Retype, character for character, the part of the data below that opens with the line containing "Task: tag the blurred" and continues through the end of the data.

RAW RECORDS »
────────────────────

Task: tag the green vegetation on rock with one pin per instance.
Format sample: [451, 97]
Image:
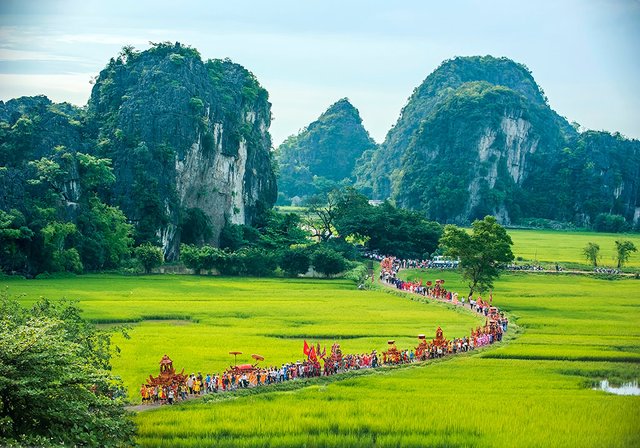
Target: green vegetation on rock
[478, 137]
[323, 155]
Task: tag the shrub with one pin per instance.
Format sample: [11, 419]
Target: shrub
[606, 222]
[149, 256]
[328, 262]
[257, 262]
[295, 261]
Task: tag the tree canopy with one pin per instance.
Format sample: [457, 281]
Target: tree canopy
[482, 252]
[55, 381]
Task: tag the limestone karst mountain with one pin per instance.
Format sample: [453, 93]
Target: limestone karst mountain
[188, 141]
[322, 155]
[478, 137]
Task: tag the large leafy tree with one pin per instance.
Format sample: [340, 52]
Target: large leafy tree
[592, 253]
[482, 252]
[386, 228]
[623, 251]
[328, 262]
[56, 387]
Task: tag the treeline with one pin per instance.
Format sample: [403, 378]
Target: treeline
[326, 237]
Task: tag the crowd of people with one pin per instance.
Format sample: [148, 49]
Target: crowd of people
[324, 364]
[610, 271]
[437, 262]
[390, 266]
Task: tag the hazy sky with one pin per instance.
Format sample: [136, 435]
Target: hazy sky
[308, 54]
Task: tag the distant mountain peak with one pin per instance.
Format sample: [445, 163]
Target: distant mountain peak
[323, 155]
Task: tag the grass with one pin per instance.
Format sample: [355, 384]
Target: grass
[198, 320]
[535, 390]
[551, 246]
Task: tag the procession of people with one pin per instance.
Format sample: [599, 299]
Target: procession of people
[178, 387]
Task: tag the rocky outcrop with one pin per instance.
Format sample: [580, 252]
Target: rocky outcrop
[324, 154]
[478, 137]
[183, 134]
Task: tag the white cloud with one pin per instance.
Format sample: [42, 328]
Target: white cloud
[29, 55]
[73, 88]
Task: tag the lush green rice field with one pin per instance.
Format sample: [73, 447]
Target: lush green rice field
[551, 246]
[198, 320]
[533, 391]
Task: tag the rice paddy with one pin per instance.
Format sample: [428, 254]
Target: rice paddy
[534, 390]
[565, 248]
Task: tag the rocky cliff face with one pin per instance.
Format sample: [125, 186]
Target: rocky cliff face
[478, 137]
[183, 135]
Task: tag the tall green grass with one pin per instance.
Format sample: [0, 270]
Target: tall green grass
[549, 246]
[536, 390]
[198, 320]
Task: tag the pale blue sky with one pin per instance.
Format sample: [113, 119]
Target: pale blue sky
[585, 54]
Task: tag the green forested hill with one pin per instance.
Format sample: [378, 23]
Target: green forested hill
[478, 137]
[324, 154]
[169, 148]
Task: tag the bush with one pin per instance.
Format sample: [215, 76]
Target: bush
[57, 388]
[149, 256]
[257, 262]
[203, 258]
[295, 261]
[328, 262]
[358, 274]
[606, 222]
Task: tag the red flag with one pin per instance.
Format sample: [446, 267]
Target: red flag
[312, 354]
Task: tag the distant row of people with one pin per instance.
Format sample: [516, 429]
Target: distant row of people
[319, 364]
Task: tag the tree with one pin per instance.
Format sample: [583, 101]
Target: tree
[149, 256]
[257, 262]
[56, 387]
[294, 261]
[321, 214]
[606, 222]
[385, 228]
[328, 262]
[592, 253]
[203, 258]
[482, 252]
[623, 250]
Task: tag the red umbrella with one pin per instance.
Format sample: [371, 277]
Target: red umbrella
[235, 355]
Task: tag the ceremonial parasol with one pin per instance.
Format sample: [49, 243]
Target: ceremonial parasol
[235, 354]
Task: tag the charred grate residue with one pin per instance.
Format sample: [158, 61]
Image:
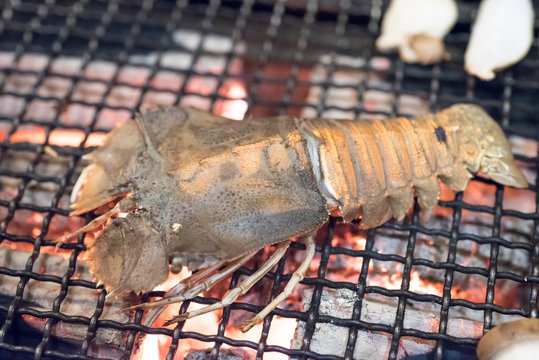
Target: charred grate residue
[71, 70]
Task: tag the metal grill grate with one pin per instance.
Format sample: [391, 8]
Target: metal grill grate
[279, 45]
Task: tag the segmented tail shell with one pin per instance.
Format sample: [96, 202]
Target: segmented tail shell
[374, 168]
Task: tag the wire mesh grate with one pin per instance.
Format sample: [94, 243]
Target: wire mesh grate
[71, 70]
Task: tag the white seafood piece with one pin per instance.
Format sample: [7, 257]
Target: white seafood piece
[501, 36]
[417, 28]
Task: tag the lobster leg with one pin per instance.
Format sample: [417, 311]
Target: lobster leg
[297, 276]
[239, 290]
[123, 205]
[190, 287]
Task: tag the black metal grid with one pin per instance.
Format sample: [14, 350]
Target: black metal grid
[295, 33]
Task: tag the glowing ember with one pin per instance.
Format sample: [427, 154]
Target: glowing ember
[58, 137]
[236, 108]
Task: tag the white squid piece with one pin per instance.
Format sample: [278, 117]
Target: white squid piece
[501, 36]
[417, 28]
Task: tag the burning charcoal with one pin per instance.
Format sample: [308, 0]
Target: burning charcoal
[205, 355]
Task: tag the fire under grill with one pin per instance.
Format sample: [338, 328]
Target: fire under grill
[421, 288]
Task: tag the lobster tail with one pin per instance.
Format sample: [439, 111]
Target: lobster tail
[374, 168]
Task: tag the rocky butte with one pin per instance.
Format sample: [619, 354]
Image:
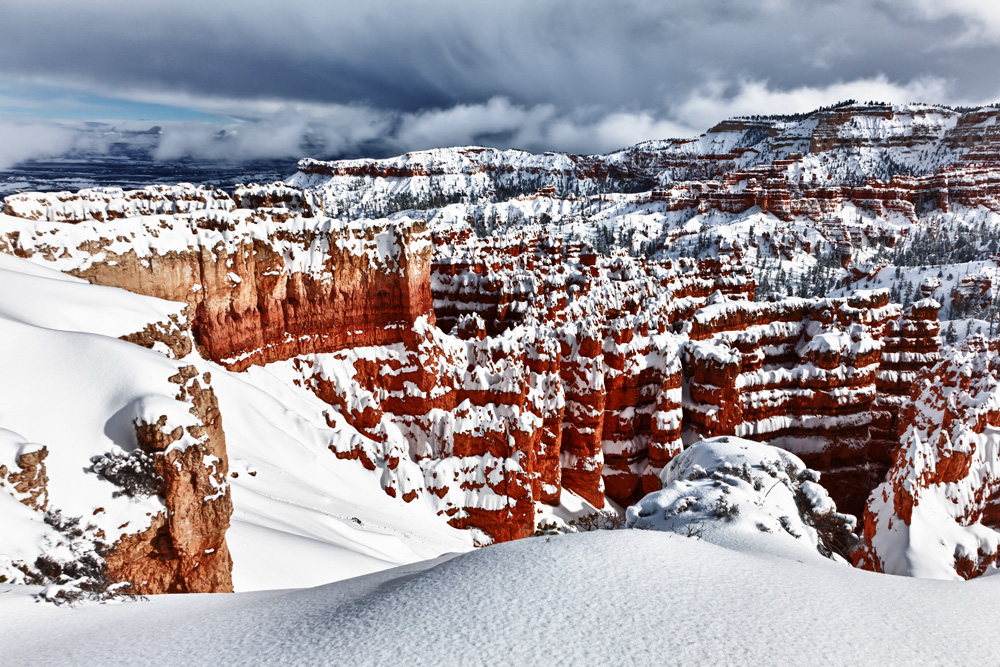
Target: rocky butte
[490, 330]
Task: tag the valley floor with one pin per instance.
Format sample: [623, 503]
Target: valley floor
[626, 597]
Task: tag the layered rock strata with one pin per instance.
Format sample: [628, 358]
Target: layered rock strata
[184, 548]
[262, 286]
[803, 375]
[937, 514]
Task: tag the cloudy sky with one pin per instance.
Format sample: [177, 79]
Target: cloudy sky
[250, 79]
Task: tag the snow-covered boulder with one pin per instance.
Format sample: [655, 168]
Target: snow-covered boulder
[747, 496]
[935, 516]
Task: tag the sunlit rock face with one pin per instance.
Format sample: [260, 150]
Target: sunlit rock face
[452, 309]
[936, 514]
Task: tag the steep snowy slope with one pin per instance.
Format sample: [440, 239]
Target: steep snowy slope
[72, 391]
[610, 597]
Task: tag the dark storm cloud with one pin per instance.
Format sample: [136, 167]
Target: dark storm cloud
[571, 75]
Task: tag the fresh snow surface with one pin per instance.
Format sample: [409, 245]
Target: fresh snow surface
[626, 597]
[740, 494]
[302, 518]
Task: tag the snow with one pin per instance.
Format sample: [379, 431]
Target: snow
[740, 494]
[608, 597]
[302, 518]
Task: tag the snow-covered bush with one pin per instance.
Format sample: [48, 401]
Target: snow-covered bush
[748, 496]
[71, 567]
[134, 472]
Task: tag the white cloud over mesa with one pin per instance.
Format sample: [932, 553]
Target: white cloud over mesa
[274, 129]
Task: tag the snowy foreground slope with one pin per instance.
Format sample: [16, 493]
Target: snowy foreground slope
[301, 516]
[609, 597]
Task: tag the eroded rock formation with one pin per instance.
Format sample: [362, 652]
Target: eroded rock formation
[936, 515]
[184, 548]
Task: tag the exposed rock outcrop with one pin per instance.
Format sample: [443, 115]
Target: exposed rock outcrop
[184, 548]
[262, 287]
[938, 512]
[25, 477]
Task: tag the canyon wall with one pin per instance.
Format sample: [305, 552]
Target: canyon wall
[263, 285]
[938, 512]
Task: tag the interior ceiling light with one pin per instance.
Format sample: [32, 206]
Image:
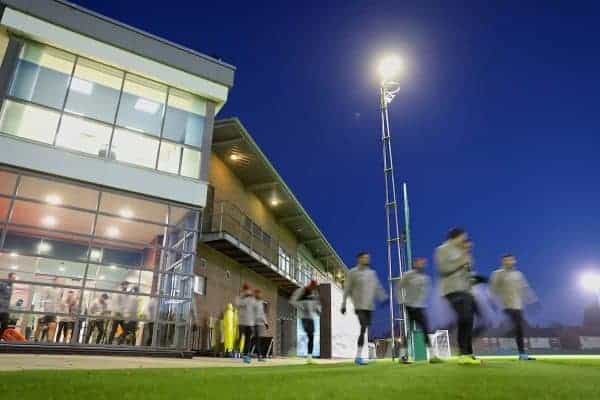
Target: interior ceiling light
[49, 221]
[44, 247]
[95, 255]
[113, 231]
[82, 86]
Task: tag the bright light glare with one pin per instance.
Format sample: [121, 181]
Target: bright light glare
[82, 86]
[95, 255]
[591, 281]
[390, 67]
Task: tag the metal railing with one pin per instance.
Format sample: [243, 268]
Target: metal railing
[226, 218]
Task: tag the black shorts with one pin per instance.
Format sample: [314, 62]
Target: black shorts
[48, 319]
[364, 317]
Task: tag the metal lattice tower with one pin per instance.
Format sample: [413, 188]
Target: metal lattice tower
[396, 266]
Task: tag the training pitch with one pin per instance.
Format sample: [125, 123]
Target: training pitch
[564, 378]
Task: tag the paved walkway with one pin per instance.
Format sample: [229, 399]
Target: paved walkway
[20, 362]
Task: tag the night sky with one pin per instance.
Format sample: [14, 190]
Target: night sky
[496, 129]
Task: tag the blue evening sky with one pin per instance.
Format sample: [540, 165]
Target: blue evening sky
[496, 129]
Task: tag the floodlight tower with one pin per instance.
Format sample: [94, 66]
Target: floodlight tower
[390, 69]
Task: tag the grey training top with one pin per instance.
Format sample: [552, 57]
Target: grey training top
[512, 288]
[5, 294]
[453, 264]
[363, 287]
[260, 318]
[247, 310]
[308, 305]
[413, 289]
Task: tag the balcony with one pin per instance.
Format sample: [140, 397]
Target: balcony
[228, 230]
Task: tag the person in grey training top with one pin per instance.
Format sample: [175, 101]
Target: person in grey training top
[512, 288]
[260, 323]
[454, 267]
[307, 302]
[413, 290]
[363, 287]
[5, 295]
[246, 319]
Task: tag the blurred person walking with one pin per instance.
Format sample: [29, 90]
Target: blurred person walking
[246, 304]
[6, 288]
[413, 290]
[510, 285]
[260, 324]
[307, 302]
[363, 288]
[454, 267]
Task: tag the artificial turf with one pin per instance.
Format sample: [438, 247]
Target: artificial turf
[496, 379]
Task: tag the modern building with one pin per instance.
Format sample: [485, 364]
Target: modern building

────────────────────

RESPONSE »
Task: tag the blurred person walking with one pin per instance.
Format sample: [29, 90]
Target: blurred person walking
[246, 304]
[6, 288]
[413, 290]
[510, 285]
[260, 324]
[307, 302]
[363, 288]
[454, 267]
Task: tag the artificial turf with one pin per instance.
Format sample: [438, 247]
Target: artificial turf
[496, 379]
Task: tag the modern building with one pin per instance.
Format sample: [485, 364]
Target: modern building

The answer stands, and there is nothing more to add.